## [Task requirements]
Starting at the line containing "Draw the outline of every instance of the chair" and continuing to the end of the items below, rewrite those lines as a numbered list, leaving out any blank lines.

## begin Material to process

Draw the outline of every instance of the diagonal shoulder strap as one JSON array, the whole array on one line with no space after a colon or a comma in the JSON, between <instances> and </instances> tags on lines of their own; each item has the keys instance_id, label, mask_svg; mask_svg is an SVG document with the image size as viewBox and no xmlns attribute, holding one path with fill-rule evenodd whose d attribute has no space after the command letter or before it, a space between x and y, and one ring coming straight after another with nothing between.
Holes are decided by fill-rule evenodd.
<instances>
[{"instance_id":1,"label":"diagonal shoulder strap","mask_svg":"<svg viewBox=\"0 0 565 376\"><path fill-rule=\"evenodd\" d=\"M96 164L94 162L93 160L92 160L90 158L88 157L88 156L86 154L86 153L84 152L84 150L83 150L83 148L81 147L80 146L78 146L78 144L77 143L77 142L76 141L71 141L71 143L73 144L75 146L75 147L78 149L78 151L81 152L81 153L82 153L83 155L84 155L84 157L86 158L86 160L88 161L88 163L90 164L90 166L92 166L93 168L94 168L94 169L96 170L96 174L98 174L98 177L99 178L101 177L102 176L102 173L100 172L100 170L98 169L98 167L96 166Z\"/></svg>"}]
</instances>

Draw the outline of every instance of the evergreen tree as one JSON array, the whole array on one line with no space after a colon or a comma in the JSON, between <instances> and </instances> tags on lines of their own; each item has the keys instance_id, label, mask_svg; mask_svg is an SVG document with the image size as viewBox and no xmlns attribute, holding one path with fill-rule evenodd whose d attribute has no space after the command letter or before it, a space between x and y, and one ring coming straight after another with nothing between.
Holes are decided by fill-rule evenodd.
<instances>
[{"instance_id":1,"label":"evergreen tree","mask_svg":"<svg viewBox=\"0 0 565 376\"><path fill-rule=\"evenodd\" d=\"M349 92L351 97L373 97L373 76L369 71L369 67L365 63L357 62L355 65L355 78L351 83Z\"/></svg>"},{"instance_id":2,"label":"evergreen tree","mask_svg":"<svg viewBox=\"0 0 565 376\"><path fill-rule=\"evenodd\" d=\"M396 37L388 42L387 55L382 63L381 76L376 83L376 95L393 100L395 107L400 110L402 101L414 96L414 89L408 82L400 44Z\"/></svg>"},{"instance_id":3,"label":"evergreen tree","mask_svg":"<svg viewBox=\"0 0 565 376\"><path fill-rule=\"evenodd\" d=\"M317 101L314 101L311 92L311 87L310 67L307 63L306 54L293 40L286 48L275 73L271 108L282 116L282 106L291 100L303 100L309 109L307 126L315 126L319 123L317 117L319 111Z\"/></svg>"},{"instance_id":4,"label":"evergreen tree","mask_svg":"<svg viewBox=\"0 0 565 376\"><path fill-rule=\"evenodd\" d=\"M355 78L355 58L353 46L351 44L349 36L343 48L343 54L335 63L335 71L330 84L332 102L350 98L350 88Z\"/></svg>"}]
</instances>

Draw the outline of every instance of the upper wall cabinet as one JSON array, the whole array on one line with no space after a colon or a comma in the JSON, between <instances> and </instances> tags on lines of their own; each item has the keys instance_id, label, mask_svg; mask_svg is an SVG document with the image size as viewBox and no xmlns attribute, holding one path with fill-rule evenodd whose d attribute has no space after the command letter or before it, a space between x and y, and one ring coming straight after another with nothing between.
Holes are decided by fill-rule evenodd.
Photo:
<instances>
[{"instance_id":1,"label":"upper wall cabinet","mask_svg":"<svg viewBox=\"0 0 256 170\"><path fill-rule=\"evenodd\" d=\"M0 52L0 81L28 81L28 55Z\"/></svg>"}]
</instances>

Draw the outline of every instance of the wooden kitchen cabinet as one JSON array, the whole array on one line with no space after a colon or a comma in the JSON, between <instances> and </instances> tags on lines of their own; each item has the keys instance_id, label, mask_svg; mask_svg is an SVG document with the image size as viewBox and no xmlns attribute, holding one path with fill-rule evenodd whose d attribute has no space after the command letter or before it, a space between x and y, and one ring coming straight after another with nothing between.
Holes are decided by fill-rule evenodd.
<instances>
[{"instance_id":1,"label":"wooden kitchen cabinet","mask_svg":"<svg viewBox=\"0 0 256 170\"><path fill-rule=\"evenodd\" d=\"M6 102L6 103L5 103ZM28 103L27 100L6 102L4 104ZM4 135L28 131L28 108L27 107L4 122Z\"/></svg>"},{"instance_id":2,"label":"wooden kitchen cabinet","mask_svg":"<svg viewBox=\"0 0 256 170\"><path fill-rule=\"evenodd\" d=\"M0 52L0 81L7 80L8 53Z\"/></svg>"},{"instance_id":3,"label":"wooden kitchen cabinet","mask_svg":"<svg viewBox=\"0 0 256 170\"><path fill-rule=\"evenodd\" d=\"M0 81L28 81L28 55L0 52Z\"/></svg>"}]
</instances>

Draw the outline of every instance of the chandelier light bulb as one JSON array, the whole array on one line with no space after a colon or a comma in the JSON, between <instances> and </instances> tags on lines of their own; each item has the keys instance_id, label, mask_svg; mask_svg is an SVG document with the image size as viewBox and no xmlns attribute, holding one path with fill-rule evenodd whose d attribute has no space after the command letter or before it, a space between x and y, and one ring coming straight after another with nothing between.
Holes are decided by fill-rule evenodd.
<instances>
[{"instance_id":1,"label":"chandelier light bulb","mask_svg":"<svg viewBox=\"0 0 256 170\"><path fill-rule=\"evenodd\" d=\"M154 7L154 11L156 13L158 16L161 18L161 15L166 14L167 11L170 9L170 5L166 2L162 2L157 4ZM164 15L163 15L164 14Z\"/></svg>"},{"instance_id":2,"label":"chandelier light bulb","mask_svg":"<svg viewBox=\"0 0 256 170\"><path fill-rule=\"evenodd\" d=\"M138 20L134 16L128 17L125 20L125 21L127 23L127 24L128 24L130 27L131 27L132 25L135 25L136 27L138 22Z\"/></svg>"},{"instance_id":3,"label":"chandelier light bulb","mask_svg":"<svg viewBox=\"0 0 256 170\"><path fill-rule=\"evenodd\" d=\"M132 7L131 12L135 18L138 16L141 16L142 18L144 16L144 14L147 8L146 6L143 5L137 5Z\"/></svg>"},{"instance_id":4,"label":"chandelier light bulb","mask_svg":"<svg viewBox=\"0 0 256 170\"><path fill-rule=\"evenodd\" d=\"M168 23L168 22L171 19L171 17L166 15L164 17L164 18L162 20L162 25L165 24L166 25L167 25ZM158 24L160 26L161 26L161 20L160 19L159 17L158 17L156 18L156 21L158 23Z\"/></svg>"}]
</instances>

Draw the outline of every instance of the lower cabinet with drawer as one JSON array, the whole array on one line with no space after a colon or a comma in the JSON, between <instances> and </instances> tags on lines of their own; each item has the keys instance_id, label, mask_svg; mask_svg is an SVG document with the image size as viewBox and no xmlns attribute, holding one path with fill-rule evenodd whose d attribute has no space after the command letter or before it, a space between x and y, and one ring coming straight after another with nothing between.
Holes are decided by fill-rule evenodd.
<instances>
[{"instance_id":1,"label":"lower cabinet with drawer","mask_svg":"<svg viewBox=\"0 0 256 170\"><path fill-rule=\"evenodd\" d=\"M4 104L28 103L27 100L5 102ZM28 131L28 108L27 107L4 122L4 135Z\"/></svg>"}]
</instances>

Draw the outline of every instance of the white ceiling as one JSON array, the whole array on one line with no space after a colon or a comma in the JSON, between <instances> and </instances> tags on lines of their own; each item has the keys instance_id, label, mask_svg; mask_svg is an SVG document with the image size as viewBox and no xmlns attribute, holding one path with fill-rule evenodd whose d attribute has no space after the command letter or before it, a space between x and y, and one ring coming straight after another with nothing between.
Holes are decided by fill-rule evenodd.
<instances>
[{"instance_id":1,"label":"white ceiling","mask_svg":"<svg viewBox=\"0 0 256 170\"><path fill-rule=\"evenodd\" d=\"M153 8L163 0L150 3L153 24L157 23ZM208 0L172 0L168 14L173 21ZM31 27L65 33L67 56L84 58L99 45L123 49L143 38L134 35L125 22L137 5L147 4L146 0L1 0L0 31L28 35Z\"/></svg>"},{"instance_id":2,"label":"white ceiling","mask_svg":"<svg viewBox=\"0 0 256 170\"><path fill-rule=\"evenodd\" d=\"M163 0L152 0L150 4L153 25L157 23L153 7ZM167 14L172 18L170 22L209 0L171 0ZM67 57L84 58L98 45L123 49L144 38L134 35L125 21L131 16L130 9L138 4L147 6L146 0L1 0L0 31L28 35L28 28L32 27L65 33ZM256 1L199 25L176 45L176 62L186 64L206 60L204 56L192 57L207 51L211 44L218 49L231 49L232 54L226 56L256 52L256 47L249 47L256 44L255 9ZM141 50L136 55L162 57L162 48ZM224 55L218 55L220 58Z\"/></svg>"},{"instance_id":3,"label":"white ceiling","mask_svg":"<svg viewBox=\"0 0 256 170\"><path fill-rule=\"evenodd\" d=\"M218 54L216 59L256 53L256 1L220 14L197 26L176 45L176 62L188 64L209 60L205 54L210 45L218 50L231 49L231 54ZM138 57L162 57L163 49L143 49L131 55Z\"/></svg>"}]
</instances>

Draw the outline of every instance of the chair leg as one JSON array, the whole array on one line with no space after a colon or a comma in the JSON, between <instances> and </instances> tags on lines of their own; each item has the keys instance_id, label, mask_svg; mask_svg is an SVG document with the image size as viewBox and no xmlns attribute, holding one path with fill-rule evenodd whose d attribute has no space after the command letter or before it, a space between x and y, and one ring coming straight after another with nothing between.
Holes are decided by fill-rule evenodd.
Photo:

## end Material to process

## [Completed task]
1. Draw the outline of every instance of the chair leg as one JSON array, the whole array on one line with no space after a colon or a comma in the JSON, between <instances> and </instances> tags on lines of their own; each item has the keys instance_id, label, mask_svg; mask_svg is an SVG document with the image size as viewBox and no xmlns attribute, holding one path with fill-rule evenodd whose d attribute has no space after the command letter or before it, a space between x and y, and one ring coming straight after another with nothing between.
2. Holes are decided by fill-rule evenodd.
3. Photo:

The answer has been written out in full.